Required work:
Rewrite the whole listing below with every "Marked at" changed to "Located at" and everything else left as it is, omitting the pictures.

Material shown:
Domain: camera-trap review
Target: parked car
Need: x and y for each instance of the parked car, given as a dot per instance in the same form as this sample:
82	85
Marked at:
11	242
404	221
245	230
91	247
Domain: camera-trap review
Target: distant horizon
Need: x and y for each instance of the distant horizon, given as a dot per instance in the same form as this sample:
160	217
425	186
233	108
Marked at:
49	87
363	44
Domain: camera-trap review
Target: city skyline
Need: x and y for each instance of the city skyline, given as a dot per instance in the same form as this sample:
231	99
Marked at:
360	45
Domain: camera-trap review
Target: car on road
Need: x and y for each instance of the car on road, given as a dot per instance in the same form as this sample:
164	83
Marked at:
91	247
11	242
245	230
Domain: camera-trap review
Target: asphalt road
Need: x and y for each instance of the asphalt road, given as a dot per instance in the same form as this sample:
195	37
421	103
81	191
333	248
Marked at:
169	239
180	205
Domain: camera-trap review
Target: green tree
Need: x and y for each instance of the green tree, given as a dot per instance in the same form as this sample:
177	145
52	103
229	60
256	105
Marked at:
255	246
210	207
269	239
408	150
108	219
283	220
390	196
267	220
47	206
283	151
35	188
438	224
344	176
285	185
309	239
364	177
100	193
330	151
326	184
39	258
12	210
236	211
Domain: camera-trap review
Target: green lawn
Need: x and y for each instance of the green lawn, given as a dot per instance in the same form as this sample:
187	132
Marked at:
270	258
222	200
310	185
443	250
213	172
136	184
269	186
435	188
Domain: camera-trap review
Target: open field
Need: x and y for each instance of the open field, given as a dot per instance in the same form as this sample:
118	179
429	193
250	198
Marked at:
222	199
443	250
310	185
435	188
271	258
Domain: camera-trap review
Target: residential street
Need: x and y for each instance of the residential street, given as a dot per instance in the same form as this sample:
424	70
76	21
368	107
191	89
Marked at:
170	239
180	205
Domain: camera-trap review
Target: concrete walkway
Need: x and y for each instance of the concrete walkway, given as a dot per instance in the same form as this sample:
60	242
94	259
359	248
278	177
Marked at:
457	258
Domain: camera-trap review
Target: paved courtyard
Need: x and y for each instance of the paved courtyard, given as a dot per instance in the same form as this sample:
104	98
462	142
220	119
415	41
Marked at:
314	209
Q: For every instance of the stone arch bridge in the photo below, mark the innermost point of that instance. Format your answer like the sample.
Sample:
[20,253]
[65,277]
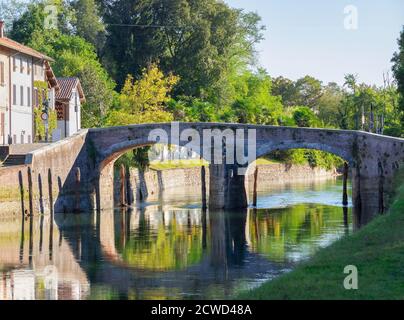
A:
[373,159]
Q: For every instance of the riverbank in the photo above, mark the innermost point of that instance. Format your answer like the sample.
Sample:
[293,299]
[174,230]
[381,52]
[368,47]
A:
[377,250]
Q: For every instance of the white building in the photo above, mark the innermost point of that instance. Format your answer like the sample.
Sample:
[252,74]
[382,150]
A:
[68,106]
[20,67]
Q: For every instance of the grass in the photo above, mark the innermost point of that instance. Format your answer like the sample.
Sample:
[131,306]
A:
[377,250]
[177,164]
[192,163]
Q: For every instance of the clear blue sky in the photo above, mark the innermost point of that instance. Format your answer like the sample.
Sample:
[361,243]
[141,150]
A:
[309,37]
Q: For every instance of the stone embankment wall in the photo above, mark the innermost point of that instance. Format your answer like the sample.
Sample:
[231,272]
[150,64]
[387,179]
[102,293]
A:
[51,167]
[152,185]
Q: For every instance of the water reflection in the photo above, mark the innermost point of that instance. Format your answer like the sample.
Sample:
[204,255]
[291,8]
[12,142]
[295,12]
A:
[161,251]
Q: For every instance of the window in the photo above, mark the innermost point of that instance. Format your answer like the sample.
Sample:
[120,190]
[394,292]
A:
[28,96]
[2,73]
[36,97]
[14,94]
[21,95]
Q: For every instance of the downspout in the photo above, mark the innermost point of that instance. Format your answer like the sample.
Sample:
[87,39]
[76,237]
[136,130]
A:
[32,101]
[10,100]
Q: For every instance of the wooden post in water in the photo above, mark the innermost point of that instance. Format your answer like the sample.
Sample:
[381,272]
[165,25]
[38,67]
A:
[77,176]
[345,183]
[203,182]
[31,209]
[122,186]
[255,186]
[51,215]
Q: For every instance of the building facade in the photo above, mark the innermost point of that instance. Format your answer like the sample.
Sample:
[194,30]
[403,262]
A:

Response:
Domain: camera-trap review
Target: parked car
Need: x and y for each instance of the parked car, given as a dot per instance in the same form as this sample:
82	85
Located at:
11	242
404	221
245	230
91	247
Domain: camera-trap review
Target: distant horizon
Need: x and y for each instance of the distant horizon, given as a dot per instance in the same form as this sample:
160	217
425	186
233	108
Located at:
49	87
363	44
Domain: camera-trap review
Target: city skyline
Need: x and y for each instance of the city skyline, given as a dot per instance in the same form as this sample:
231	99
Located at:
360	45
Domain: camera-trap review
Target: car on road
Need: x and y for each instance of the car on road, given as a dot per instance in the same form as this sample:
164	83
Located at:
91	247
11	242
245	230
Domain: camera-trap review
Target: asphalt road
Need: x and y for each instance of the asphalt road, given as a dot per instance in the same form as this sample:
195	37
421	103
81	191
333	248
Located at:
169	239
180	205
Domain: camera-trap review
Target: green tree
Need: x and y for each instance of the green tree, given as a dot per instance in the same form as this sample:
177	145
52	103
229	60
256	105
Located at:
255	246
210	207
269	239
408	150
108	219
283	220
390	196
267	220
47	206
283	151
35	188
438	224
344	176
285	185
309	239
364	177
100	193
330	151
326	184
39	258
12	210
236	211
Domain: camera-trap review
Target: green lawn
Need: x and y for each instance of the green lawn, given as a dot per instance in the same form as this sample:
187	132
Located at:
270	258
222	200
310	185
443	250
213	172
136	184
269	186
435	188
Domain: camera-trap review
Target: open field
Need: x and y for each instance of the open field, given as a dot per instance in the same form as this sample:
118	179
429	193
250	198
Located at:
222	199
443	250
310	185
435	188
271	258
Domain: camera-trap review
Target: residential street
Need: x and y for each instance of the residential street, given as a dot per instance in the same form as this sample:
424	70
76	21
368	107
191	89
Located at:
170	239
180	205
Domain: camera-trap review
Target: concrete walkway
Need: x and y for each instance of the concrete walkway, given as a dot per instance in the same form as this sample:
60	242
94	259
359	248
278	177
Located at:
457	258
Domain: camera-trap review
Target: paved courtyard
Need: x and y for each instance of the paved courtyard, given as a dot per instance in the same form as this sample:
104	98
462	142
220	119
415	41
Located at:
314	209
Q: For every instance of the stone arch bridge in the photo below, mark the innermost point of that instance. Format your answer like the sample.
Sample:
[20,253]
[65,277]
A:
[373,159]
Q: For every instance of the riverbank in the photo above, mark the innermost point of that instance. Format your answer like the sample.
Sample:
[293,299]
[174,230]
[381,52]
[368,47]
A:
[377,250]
Q: For every instance of the white building in the photo above, mark the innermost point of that instance. Format your answer like the sample.
Sample:
[252,74]
[382,150]
A:
[68,106]
[20,67]
Q: For every instance of the grass in the photo above, mark the innermost point of that instance. Format your answer like the sample.
Sample:
[131,306]
A:
[377,250]
[177,164]
[192,163]
Q: For every instance of the clear blue sky in the photo above, mark the innermost point of that instance. Format your answer like the sample.
Sample:
[361,243]
[141,150]
A:
[309,37]
Q: For every instance of the stone embankment wall in the photo above, mark the innermost point of that instance. Format your answer like the sample.
Sample:
[231,272]
[150,64]
[387,179]
[102,293]
A:
[51,167]
[152,185]
Q: For every instance of the water reflection in the photo above, mark the innermost point of that instance. Format your answer like the sample.
Sample:
[204,255]
[291,8]
[12,142]
[295,12]
A:
[161,251]
Q: For every instance of the window in the photo above, mark the innermost point of that instance. Format your answer like the sample.
Sample:
[120,190]
[394,292]
A:
[28,96]
[2,73]
[36,97]
[14,94]
[21,95]
Q: For every instance of the downspout in the photo above, mark the innermost point of that instance. Format your answer like the sample.
Sample:
[87,39]
[76,237]
[136,130]
A:
[32,101]
[10,100]
Q: For every instance of the wooden post in water in the photo above, mark the innermost point of that instance. Format your answer like the sample.
Sample:
[381,272]
[165,25]
[38,67]
A:
[77,176]
[345,183]
[203,182]
[31,209]
[122,186]
[255,186]
[51,215]
Q: For every instance of the building facade in the photo above, mark the innermost point of that instance. Format your answer like the sample.
Sample:
[194,30]
[403,262]
A:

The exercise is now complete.